• [DO THIS] Please transcribe the data below exactly. Leave the pictures out.
>>
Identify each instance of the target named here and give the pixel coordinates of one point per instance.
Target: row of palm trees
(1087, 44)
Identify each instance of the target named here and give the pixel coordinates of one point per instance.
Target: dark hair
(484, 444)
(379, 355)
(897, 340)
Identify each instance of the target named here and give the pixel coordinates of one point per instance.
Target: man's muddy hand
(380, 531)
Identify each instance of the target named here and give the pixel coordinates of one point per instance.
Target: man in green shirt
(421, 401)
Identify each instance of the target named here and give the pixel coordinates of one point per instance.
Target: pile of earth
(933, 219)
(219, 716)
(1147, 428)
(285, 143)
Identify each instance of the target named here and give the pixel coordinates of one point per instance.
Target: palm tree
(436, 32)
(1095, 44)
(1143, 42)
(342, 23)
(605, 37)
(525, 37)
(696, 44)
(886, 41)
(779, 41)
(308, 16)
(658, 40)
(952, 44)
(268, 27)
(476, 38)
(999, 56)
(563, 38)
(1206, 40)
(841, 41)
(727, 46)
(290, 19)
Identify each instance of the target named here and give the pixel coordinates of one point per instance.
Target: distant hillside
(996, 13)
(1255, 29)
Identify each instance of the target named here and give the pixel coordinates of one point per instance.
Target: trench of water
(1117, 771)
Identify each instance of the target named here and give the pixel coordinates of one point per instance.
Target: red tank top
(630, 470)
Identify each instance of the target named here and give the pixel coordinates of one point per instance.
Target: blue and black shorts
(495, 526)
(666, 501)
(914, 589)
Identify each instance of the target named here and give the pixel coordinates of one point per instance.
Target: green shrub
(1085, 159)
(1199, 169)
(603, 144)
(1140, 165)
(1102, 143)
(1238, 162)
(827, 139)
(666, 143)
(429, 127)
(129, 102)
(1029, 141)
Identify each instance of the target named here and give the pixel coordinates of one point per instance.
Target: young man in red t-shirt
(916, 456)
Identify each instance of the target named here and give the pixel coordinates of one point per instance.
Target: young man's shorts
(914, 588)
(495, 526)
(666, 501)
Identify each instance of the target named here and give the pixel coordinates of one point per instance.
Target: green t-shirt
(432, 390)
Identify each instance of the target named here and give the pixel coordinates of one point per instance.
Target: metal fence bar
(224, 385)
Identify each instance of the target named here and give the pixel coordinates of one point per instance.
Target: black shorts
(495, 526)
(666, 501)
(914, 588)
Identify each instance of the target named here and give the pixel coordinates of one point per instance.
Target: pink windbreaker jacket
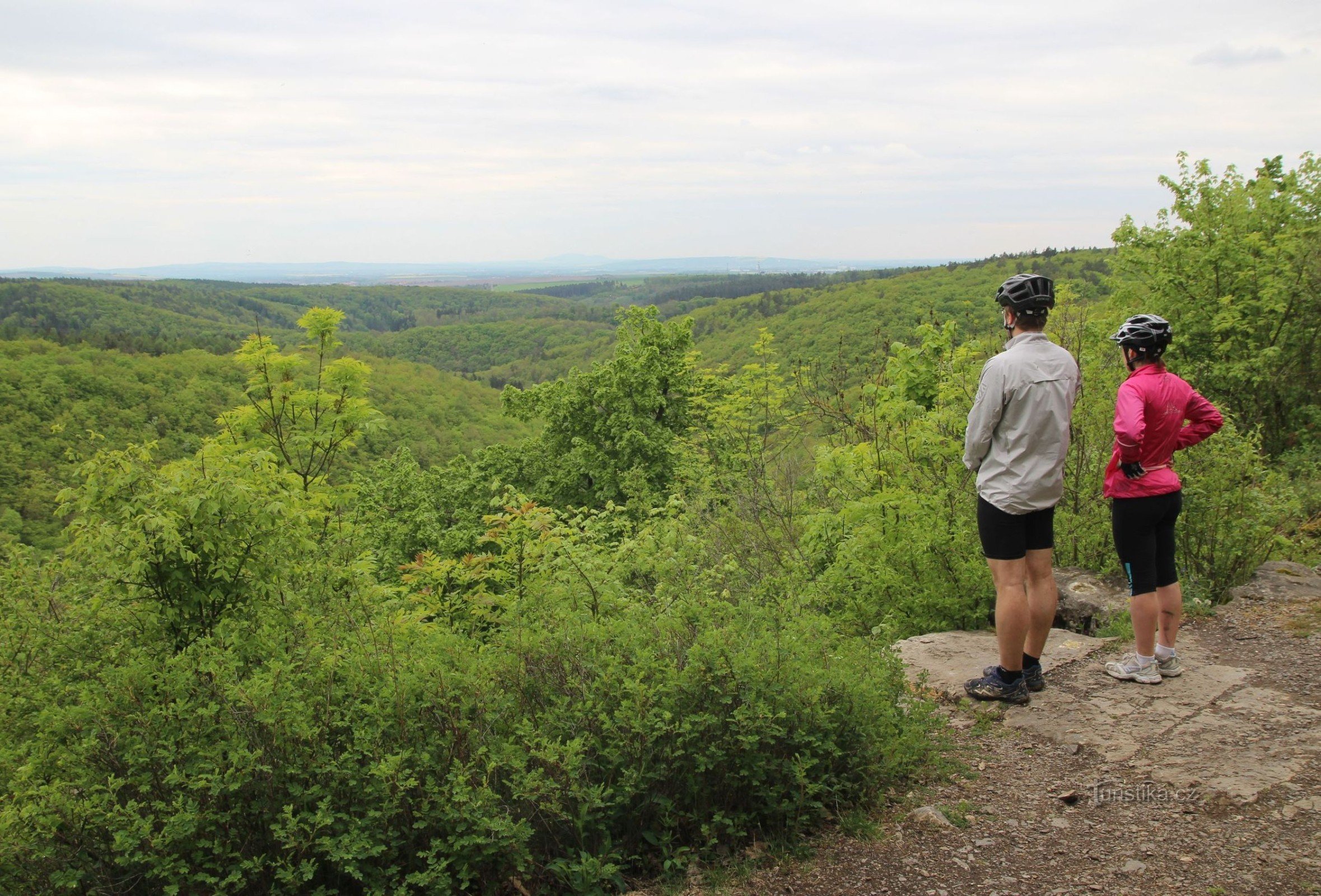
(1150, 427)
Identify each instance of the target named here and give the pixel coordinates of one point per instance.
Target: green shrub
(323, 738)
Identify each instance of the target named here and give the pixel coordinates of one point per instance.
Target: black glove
<<
• [TASK OUTPUT]
Identify each instance of the target named here and give the pixel coordinates of one point per instance.
Target: row of palm trees
(1087, 44)
Identify each instance of the target named here and give the pixel coordinates of one point per instance.
Target: dark hair
(484, 444)
(379, 355)
(897, 340)
Identify each instance of the target named here and give the pixel coordinates of one point per instance.
Target: man's muddy hand
(380, 531)
Identify each instance of the target named here and give the pixel coordinates of one point per instance.
Target: man in green shirt
(421, 401)
Identify each instance of the target named here and give the pixel coordinates of one point per instance.
Target: pile of earth
(933, 219)
(219, 716)
(1147, 428)
(285, 143)
Identify each instance of the target named here and give the pixel coordinates of one point per instance.
Target: palm tree
(436, 32)
(1095, 44)
(1143, 42)
(342, 23)
(605, 37)
(525, 37)
(696, 44)
(886, 41)
(779, 41)
(308, 16)
(658, 40)
(952, 44)
(268, 27)
(476, 38)
(999, 56)
(563, 38)
(1206, 40)
(841, 41)
(727, 46)
(290, 19)
Identify each instance of the target named here and give the pixel coordinates of one point per instance.
Target: distant hillside
(996, 13)
(1255, 29)
Identify each instance of the target named here and give the pixel coordinates of one point per instance.
Target: trench of water
(1117, 771)
Identify each instance of the target named here and give the pixel coordinates of one point per instance.
Target: red tank top
(630, 470)
Identify each instance of the target named here and give the pixel coordinates of one point per instance.
Target: blue and black shorts
(495, 526)
(666, 501)
(914, 589)
Identify each instance of the target named here and give the pixel coordinates of one point per instance.
Target: green shrub
(1085, 159)
(1199, 169)
(603, 144)
(1140, 165)
(1102, 143)
(1238, 162)
(827, 139)
(666, 143)
(429, 127)
(129, 102)
(1029, 141)
Identify each instance of the target named here and give the pixel coordinates of one point per instance.
Target: young man in red t-shirt
(916, 456)
Identify each instance of the target named here and give the pixel coordinates of one point per instance.
Target: young man's shorts
(914, 588)
(495, 526)
(666, 501)
Identify each instance of the target named here and give the pixel coordinates of one point per instance.
Target: green t-shirt
(432, 390)
Identify each instance of the target named here and give the pixel coordinates of one point per instance.
Target: metal fence bar
(224, 385)
Identify each instance of the target named here and give the pixel coordinates of one point per instance.
Target: black shorts
(495, 526)
(666, 501)
(914, 588)
Identify each instance of the target named here and give the pixel coordinates of one point per instance.
Target: pink windbreaker jacket
(1150, 427)
Identify each instance of the target named here and give the pixel coordinates of one point per instance.
Target: green shrub
(323, 738)
Identify each instance of the target named here and give the pixel coordinates of one point per instance.
Target: black glove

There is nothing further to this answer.